→ **TASK INPUT**
<<<<
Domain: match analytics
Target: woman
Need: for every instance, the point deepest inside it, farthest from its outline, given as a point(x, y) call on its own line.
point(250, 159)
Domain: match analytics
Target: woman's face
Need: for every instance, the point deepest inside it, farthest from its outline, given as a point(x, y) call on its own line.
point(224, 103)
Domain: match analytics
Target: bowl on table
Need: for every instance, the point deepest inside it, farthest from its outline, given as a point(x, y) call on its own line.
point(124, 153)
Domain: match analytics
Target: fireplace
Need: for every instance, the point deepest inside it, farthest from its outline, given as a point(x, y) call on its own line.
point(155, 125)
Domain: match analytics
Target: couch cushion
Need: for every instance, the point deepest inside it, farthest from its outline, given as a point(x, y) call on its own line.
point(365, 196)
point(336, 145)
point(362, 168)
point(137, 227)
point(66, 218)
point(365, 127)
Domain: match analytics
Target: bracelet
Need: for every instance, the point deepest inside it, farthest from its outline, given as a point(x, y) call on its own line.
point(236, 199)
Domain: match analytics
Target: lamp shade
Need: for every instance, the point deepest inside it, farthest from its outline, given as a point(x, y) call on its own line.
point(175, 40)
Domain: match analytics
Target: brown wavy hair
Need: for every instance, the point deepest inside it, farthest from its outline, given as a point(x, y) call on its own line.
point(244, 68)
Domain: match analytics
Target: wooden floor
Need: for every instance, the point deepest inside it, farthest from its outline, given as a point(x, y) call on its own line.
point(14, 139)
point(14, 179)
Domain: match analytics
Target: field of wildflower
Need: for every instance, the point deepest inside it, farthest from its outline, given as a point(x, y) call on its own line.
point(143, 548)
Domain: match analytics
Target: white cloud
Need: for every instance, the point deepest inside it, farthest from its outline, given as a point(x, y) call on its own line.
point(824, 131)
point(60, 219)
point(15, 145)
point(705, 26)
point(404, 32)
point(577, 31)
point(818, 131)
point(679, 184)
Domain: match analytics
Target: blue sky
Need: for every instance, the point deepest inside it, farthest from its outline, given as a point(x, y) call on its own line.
>>>>
→ **TASK REQUIREMENTS**
Rewrite the entries above in full, from the start through the line containing "point(175, 40)", and nothing past that line. Multiply each point coordinate by 0.4, round it to a whole number with halves rounding up, and leave everything else unchanged.

→ **PROBLEM SOLUTION**
Domain: match analytics
Target: woman
Need: for every instance, the point deepest inside it, farthest from its outline, given as a point(x, y) call on its own line.
point(100, 64)
Domain: match analytics
Target: woman's face
Need: for every instance, the point deepest inside it, farthest from its outline, given as a point(x, y) call on its own line.
point(90, 41)
Domain: match analytics
Target: bowl on table
Need: for every instance, the point deepest inside it, farthest from its outline, given as a point(x, y) call on its own line.
point(50, 61)
Domain: match analytics
Target: fireplace
Need: for every instance, the point deepest inside it, farthest from its outline, given as a point(x, y) call on its own line.
point(62, 50)
Domain: match analytics
Target: couch cushion
Need: for every instance, the point deepest inside it, farthest from its outline, given as a point(x, y) call on its own line.
point(146, 78)
point(134, 58)
point(145, 67)
point(55, 91)
point(26, 87)
point(146, 51)
Domain: match analytics
Target: bracelet
Need: for every instance, the point deepest inside it, farthest from its outline, given as a point(x, y) call on its own line.
point(94, 80)
Domain: match analytics
Target: lamp shade
Need: for every instance, the point deepest inside it, farthest from its outline, given as a point(x, y) call on its own line.
point(70, 16)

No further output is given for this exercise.